> _GIVEN EXERCISE_
Render the records below as a two-column CSV with the header row request,polygons. Give one row per request: put the request text in the request column and its answer in the polygons column, with each value in a single quoted field and any line breaks replaced by spaces.

-- START DATA SUPPLIED --

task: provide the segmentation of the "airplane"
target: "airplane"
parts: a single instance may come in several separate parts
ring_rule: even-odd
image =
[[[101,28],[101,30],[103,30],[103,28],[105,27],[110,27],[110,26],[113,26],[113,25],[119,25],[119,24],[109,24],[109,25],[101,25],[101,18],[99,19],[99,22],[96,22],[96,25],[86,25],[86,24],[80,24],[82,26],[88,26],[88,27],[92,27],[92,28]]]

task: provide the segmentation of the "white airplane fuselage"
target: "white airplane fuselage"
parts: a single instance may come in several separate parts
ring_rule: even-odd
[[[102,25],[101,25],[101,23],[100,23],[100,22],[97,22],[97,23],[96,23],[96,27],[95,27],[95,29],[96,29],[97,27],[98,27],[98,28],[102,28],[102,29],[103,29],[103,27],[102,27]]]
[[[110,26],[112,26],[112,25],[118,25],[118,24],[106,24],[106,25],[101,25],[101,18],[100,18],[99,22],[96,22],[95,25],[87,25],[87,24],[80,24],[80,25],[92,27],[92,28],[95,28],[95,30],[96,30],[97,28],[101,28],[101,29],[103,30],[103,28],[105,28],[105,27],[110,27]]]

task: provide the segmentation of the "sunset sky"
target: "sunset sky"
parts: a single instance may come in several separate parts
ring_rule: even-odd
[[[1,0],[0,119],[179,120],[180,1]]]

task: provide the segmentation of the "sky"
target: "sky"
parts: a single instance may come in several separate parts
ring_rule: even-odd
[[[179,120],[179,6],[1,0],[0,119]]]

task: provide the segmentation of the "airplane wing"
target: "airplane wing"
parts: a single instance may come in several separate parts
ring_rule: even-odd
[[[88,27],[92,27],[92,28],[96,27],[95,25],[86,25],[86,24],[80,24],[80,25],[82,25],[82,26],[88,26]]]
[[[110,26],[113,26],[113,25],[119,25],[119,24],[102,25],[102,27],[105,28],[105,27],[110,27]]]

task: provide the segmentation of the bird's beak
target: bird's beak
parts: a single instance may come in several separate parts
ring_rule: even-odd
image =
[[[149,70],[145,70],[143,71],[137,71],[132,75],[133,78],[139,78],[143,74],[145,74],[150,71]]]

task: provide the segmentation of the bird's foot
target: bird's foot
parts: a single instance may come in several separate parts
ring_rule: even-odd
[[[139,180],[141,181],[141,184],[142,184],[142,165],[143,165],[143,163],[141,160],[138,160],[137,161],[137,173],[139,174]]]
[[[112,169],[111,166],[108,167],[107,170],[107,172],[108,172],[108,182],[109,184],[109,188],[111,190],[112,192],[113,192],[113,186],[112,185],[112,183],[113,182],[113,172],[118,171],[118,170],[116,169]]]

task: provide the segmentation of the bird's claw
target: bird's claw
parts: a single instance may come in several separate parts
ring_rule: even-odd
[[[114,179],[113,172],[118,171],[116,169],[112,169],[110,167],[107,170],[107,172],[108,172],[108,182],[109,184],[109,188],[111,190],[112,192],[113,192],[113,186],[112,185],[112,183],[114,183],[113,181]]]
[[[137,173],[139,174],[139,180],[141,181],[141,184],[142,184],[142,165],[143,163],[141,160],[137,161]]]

-- END DATA SUPPLIED --

> _RESULT OF THIS EXERCISE_
request,polygons
"task: provide the segmentation of the ""airplane"" target: ""airplane"" parts: a single instance may come in several separate parts ring_rule: even-odd image =","[[[101,28],[101,30],[103,30],[103,28],[105,27],[110,27],[110,26],[113,26],[113,25],[119,25],[119,24],[109,24],[109,25],[101,25],[101,18],[99,19],[99,22],[96,22],[96,25],[86,25],[86,24],[80,24],[82,26],[88,26],[88,27],[92,27],[92,28]]]"
"task: provide the segmentation of the ""white airplane fuselage"" target: ""white airplane fuselage"" parts: a single instance may come in several separate parts ring_rule: even-odd","[[[102,25],[101,25],[101,23],[100,23],[100,22],[97,22],[97,23],[96,23],[96,27],[95,27],[95,29],[96,29],[97,27],[98,27],[98,28],[102,28],[102,29],[103,29],[103,27],[102,27]]] [[[110,26],[112,26],[112,25],[118,25],[118,24],[106,24],[106,25],[101,25],[101,18],[100,18],[99,22],[96,22],[95,25],[87,25],[87,24],[80,24],[80,25],[92,27],[92,28],[95,28],[95,30],[96,30],[97,28],[101,28],[101,29],[103,30],[103,28],[105,28],[105,27],[110,27]]]"
"task: provide the segmentation of the ""sunset sky"" target: ""sunset sky"" parts: a single instance may come in several separate parts ring_rule: even-odd","[[[1,0],[0,119],[179,120],[180,1]]]"
"task: provide the segmentation of the ""sky"" target: ""sky"" parts: a single instance may come in several separate parts ring_rule: even-odd","[[[179,120],[179,6],[1,0],[0,119]]]"
"task: provide the segmentation of the ""airplane wing"" target: ""airplane wing"" parts: a single instance may come in several separate parts ring_rule: even-odd","[[[88,27],[92,27],[92,28],[96,27],[95,25],[86,25],[86,24],[80,24],[80,25],[82,25],[82,26],[88,26]]] [[[110,26],[113,26],[113,25],[119,25],[119,24],[102,25],[102,27],[105,28],[105,27],[110,27]]]"
"task: provide the segmentation of the bird's beak target: bird's beak parts: a single instance may come in several separate parts ring_rule: even-odd image =","[[[149,70],[145,70],[143,71],[137,71],[132,75],[133,78],[139,78],[143,74],[145,74],[150,71]]]"
"task: provide the segmentation of the bird's foot target: bird's foot parts: a single instance may come in several separate parts ring_rule: even-odd","[[[139,180],[141,181],[141,184],[142,184],[142,165],[143,165],[143,163],[141,160],[138,160],[137,161],[137,173],[139,174]]] [[[112,169],[111,166],[108,167],[107,170],[107,172],[108,172],[108,182],[109,184],[109,188],[111,190],[112,192],[113,192],[113,186],[112,185],[112,183],[113,182],[113,172],[118,171],[118,170],[116,169]]]"
"task: provide the segmentation of the bird's claw target: bird's claw parts: a single instance may come in several separate parts ring_rule: even-odd","[[[114,179],[113,172],[118,171],[116,169],[112,169],[110,167],[107,170],[107,172],[108,172],[108,182],[109,184],[109,188],[111,190],[112,192],[113,192],[113,186],[112,185],[112,183],[114,183],[113,181]]] [[[137,173],[139,174],[139,180],[141,181],[141,184],[142,184],[142,165],[143,163],[141,160],[137,161]]]"